START Passage

Konya Tropical Butterfly Garden (Konya Tropikal Kelebek Bahçesi), opened in 2015, is a butterfly house located in Selçuklu district of Konya Province, central Turkey.

== History and design ==
The butterfly house was built by the Municipality of Selçuklu next to the Selçuklu Flower Garden (Selçuklu Çiçek Bahçesi) and the Adventure Tower (Macera Kulesi) inside the Butterfly Valley Park (Kelebekler Vadisi Parkı), one of the biggest urban parks in Selçuklu. It was opened on 4 July 2015.

The London-based multinational architecture and engineering company Arup provided architectural design for the construction of the butterfly house. The building, which is designed in the form of a butterfly and covered with a glass roof, won the prestigious Turkish Best Architectural Design award in the Public Buildings category of 2018 Sign of the City. It covers 7600 m2 including walking areas of 3500 m2.

== Environmental aspects ==
It is the first butterfly sanctuary in the country, and has a butterfly flight area of 1200 m2. (Note: As Konya Province is located in the part of Turkey that is in the Asian continent, the statement by a number of websites that this is the largest butterfly flight area in Europe seems to be a non sequitur.) It is kept at a constant temperature of 26 C and 80% humidity all year long in a city with a cold semi-arid climate. The environment provides habitat for more than 20,000 tropical plants of more than 150 species and thousands of tropical butterflies from rainforest habitats belonging to up to 45 species. All the life cycle of the butterflies from the caterpillar larva, to pupa and finally to adult stage can be observed.

END Passage
START Extracted data

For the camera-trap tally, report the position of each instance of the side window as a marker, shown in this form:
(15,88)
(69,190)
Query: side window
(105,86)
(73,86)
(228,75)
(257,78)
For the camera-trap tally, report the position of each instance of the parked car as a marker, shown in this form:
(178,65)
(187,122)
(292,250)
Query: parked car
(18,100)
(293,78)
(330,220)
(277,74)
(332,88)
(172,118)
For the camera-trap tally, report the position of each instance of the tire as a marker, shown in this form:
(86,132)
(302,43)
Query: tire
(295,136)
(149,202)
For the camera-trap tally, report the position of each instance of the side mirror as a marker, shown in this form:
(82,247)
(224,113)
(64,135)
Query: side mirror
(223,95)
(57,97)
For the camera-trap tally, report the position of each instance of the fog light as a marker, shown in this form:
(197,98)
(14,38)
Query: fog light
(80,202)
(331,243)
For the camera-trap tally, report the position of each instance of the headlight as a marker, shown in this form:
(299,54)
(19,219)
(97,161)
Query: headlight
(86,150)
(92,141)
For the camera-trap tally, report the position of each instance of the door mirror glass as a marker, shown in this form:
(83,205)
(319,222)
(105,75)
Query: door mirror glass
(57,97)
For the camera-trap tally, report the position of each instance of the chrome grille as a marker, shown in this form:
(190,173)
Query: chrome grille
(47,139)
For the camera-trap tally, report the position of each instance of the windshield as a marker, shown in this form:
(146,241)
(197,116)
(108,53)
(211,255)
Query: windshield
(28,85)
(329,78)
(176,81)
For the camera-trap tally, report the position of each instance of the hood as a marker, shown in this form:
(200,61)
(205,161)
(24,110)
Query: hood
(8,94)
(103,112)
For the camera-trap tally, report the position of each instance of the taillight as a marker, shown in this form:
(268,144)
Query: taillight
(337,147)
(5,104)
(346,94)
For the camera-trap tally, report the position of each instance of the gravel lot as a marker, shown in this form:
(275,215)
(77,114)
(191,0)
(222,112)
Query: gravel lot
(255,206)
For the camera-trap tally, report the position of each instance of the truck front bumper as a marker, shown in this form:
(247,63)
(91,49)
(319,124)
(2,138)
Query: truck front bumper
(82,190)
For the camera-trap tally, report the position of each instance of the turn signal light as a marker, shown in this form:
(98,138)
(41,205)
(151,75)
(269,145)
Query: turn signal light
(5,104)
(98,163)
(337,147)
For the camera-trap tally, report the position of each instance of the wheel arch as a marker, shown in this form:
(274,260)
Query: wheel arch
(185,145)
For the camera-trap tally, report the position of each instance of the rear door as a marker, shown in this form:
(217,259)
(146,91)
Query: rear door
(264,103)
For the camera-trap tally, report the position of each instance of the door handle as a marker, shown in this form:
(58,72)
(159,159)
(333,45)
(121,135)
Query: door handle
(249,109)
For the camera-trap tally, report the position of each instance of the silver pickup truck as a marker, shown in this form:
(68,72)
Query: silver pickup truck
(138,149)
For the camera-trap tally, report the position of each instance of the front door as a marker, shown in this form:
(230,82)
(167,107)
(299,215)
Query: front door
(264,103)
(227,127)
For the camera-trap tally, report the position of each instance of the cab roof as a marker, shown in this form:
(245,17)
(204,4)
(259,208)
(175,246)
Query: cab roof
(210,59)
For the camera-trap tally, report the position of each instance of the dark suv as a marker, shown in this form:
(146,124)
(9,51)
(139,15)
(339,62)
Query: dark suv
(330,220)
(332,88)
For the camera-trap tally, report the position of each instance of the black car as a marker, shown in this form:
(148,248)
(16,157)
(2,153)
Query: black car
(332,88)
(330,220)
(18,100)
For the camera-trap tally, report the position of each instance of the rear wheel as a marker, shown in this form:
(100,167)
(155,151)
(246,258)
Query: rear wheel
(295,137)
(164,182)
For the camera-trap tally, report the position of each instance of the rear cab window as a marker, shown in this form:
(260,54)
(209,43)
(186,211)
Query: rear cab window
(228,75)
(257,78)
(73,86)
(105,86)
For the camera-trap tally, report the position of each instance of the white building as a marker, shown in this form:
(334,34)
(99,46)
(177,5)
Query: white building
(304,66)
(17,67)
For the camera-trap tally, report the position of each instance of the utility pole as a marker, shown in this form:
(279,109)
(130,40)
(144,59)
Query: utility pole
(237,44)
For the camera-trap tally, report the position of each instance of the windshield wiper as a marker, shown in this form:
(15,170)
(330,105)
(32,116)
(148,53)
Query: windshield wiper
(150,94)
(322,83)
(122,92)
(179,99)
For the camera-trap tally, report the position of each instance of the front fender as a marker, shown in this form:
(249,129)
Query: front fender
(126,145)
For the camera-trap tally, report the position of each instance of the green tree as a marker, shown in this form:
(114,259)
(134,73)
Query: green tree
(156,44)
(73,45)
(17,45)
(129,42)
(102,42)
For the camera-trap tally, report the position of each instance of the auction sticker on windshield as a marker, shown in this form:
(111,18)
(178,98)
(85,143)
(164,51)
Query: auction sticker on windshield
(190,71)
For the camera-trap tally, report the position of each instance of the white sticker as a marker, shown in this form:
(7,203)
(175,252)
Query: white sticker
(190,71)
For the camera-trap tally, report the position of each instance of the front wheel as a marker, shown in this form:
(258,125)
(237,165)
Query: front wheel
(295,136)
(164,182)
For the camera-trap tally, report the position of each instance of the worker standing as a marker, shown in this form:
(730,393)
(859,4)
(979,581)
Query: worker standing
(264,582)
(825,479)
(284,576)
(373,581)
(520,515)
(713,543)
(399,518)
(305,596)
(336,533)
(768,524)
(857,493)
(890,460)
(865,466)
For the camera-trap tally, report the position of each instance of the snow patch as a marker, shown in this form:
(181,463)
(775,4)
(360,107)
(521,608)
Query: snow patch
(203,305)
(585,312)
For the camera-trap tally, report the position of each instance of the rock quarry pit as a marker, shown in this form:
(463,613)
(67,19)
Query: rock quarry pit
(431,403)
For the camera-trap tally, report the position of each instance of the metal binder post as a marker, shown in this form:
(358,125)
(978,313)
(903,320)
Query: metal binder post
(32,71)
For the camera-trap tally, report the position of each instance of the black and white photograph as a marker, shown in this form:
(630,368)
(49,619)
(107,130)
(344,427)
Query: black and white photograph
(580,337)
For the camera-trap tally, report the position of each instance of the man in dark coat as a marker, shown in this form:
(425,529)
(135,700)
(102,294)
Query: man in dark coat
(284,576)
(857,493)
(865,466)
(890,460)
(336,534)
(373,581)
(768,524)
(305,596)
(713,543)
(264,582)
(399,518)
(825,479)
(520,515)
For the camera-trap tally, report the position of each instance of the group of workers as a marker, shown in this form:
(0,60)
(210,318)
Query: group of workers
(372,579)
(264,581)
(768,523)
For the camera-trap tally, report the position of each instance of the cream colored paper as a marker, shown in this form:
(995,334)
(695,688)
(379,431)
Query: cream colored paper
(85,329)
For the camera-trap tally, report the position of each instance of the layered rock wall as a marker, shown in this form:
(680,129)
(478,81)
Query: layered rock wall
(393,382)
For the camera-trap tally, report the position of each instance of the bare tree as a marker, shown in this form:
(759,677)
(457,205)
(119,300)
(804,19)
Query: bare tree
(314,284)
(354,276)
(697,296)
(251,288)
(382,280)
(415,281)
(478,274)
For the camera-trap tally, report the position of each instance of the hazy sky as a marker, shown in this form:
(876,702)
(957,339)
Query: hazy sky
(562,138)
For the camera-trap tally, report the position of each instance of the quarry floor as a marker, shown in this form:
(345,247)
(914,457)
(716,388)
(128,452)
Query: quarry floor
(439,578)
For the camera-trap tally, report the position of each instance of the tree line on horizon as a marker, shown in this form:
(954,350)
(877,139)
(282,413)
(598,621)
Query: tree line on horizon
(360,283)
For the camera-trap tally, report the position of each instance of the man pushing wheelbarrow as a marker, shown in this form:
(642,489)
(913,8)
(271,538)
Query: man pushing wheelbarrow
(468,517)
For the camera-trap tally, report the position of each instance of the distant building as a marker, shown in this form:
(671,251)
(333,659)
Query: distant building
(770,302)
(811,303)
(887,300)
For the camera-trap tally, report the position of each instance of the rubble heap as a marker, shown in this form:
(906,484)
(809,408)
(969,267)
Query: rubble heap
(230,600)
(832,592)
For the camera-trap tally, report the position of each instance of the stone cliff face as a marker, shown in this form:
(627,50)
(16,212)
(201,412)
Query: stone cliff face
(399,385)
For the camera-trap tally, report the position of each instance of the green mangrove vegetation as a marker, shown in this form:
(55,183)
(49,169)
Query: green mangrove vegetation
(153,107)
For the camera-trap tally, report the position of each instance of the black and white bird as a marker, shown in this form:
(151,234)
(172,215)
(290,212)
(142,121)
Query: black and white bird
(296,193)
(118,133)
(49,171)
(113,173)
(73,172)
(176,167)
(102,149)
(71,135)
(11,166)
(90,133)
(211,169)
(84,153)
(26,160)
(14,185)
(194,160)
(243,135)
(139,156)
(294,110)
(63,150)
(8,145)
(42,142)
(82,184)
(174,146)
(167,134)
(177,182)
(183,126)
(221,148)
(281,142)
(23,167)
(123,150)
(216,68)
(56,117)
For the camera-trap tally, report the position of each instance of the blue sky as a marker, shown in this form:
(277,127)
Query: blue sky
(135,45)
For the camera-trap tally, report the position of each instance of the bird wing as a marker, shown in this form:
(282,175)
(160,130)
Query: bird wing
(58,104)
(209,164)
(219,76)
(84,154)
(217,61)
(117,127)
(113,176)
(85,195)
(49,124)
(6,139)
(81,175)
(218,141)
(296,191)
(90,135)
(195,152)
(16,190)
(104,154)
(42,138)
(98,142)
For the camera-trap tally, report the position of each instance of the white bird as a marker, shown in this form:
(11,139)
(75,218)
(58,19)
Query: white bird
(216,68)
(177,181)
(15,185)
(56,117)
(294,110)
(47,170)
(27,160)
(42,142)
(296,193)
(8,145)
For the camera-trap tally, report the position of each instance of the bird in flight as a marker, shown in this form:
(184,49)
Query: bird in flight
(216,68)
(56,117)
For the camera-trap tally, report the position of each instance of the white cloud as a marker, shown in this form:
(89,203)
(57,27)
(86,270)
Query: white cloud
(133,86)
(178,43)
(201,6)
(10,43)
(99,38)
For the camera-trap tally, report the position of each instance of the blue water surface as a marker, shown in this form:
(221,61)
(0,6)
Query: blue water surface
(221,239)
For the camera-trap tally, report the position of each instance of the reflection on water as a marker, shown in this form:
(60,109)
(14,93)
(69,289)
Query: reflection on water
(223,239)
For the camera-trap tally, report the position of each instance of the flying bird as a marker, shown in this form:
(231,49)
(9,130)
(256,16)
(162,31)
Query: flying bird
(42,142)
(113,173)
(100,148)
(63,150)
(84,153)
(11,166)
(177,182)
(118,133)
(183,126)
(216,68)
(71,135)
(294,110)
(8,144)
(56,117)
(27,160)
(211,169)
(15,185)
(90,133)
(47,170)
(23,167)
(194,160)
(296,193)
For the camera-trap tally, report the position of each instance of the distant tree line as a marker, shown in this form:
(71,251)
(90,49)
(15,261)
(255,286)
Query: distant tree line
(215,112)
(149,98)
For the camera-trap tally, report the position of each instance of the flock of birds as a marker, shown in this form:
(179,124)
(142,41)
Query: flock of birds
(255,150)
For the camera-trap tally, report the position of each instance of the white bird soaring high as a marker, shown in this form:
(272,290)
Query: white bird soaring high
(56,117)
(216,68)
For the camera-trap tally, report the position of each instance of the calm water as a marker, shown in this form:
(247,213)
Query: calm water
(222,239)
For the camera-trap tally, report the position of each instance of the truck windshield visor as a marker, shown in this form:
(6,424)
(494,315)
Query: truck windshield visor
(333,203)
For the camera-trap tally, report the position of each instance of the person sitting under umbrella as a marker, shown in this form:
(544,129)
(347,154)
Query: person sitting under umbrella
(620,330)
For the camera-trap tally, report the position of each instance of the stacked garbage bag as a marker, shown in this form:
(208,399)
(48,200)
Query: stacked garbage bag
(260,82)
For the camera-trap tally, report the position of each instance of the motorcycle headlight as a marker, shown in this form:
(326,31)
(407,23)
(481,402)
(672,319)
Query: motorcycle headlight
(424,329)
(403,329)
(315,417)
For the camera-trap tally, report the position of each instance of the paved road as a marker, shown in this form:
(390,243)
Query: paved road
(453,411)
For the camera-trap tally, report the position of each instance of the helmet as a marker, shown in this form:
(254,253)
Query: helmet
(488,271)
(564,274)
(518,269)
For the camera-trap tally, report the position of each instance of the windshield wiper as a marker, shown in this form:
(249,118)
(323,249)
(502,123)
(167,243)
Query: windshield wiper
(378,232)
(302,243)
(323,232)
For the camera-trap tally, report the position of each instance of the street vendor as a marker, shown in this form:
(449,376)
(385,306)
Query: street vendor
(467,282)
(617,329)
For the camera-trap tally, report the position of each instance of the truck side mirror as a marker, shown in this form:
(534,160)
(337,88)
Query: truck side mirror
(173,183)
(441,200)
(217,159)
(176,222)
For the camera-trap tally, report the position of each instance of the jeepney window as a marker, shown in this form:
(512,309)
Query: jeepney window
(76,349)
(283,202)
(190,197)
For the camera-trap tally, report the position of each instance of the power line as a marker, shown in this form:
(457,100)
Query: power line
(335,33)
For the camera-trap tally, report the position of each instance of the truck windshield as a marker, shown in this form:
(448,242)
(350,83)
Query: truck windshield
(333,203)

END Extracted data

§ **Your goal**
Carry on the Konya Tropical Butterfly Garden article after its last sentence. The lines above are separate material, unrelated to the butterfly garden article.

§ **Task output**
A team consisting of a tropical plant expert and six horticulturists deals with the cultivation of the tropical vegetation in the greenhouse, which satisfy the vital needs of the butterflies. For the care of the plants, natural or traditional methods are applied to control harmful organisms since the use of pesticides is a threat to the butterflies. Other staff of biologists and veterinary physicians work for the care and protection of the butterfly house.

The facility also features a Butterfly Museum, an Insect Museum and a Nature Education Class. The butterfly house also hosts scientific activities for students on fungi, birds, insects, and upon special request on reptiles and other interesting creatures.

== Status ==
The butterfly house is open to the public from 9:00 to 17:00 local time, but is closed on Mondays. It is served by city bus line #47. The butterfly house attracts an average of about 350,000 tourists a year. As of early November 2018, the number of visitors had exceeded 1.5 million since its opening.